---- Selection

Saturday, July 24, 2010

Today is the Sabbath.  Seems like we just had it.  But I was gone for a few days.  That made the week go by fast. I see on the internet and hear on TV about the Heat Wave that you are having.  Today was very pleasant in Jerusalem.  Today it was 84 degrees and the low this evening will be 62.  And that is with a breeze. There were even clouds.  I hadn't seen a cloud since the middle of June.  People this evening were wearing jackets and sweaters.  It's really not the cold. 

Today I walked the Old City Wall.  I had done one part the last time I was here.  This time I went the other way.  You get a different perspective when you look down into the Old City rather than always looking ahead of you.  I ended up at the Western or Wailing Wall.  I thought there would be more Jewish people there since it was the Sabbath.  It was pretty empty.  They must come at the end of Sabbath for their prayers. It's interesting to see how calm and mellow people are on the Sabbath.  But come Sunday it's back to the races.  Everyone for themselves.  It's such a contrast.

Thursday, July 22, 2010

I made it to Sinai. Wow what a spiritual experience. I have my pictures on Picasa again. Here is a link to them.

A little background on where I went. St. Catherine's Monastery is the site of the Burning Bush where God spoke to Moses and told him to free the Israelites from slavery by the Egyptians. And during the Exodus from the Egptians gave us the 10 Commandments on top of Mt. Sinai.

--------
---- Extracted information

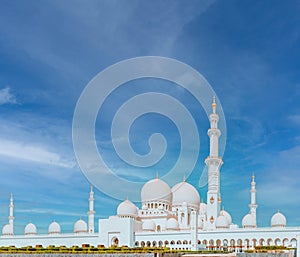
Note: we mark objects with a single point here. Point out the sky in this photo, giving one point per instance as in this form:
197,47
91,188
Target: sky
248,51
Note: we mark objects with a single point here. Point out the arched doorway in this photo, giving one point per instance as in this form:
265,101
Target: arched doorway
115,241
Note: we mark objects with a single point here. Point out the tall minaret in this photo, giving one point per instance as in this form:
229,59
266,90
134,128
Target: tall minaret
214,163
91,213
253,204
11,212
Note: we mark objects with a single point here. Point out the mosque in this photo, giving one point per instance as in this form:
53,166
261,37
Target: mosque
169,217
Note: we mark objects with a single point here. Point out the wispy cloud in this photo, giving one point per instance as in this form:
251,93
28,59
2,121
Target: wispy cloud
6,97
33,153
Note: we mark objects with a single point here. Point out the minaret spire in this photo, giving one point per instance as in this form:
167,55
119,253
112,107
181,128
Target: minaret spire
214,163
11,212
91,212
253,204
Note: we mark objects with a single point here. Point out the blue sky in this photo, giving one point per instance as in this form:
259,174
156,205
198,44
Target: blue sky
49,50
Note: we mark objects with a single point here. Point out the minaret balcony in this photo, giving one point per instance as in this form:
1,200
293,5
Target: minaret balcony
213,161
214,132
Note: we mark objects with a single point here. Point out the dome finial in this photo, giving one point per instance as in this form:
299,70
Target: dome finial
214,105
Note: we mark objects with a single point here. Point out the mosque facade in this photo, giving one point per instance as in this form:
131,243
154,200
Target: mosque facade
169,217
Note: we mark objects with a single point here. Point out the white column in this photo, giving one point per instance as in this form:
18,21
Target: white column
11,212
214,163
194,231
253,204
91,213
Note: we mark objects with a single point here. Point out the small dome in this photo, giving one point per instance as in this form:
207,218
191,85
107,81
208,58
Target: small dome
30,229
127,208
185,192
80,226
222,222
7,230
248,221
149,225
227,216
278,220
54,228
202,209
156,190
200,223
172,224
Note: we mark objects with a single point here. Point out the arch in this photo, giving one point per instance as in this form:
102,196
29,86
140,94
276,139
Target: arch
285,242
277,241
158,228
261,242
114,241
232,242
239,243
254,242
247,243
211,244
269,241
218,244
293,242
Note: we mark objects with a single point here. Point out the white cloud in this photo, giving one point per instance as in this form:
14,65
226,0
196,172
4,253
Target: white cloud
6,97
33,153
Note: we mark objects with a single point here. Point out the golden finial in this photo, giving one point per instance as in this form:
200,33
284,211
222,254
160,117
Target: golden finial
214,105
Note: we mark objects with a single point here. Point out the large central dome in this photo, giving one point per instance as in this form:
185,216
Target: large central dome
156,190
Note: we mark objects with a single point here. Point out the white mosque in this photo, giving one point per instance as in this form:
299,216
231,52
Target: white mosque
171,217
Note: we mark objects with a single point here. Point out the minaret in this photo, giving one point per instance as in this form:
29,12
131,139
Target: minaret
253,204
214,163
11,212
91,213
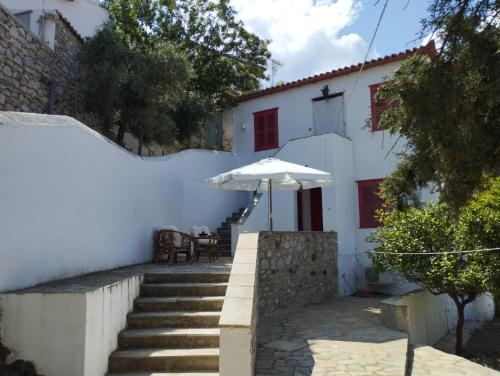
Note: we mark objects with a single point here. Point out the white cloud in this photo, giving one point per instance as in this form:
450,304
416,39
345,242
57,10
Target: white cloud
305,34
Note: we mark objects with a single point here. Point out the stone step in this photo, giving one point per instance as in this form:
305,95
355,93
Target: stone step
183,289
201,373
173,319
164,374
178,303
206,359
185,277
170,338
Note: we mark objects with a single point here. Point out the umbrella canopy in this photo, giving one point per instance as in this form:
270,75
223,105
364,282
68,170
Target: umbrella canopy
268,174
284,176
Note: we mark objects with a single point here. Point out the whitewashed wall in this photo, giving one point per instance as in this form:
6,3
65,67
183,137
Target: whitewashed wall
427,317
328,153
74,202
85,16
368,156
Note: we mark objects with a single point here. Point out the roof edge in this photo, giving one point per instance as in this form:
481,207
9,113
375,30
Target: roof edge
428,49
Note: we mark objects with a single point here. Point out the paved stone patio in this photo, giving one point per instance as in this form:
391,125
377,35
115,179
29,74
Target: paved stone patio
345,337
341,337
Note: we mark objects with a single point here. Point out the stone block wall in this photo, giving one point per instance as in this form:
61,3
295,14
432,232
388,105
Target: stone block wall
296,269
28,65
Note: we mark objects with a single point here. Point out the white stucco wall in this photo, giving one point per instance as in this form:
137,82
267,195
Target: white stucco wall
328,152
67,333
427,317
361,155
84,15
74,202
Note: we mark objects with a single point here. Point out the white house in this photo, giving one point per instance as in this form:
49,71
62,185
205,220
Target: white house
328,122
86,16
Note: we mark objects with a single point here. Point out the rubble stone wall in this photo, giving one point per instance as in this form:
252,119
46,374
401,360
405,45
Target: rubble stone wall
296,269
29,67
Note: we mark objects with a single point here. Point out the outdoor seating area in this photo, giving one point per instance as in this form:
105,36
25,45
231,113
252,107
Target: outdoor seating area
170,242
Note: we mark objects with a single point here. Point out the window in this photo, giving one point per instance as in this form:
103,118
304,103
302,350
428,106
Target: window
378,107
369,202
266,129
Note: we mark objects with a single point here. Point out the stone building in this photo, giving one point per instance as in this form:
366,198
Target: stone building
39,75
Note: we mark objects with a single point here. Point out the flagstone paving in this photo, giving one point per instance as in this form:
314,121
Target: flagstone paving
341,337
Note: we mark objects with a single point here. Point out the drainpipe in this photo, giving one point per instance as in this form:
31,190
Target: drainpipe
50,102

--------

__To be done__
1. In the travel blog, where did the walk along the Old City Wall end?
2. Copy the travel blog word for word from "I made it to" up to and including "of Mt. Sinai.".

__Complete answers__
1. It ended at the Western or Wailing Wall.

2.
I made it to Sinai. Wow what a spiritual experience. I have my pictures on Picasa again. Here is a link to them.

A little background on where I went. St. Catherine's Monastery is the site of the Burning Bush where God spoke to Moses and told him to free the Israelites from slavery by the Egyptians. And during the Exodus from the Egptians gave us the 10 Commandments on top of Mt. Sinai.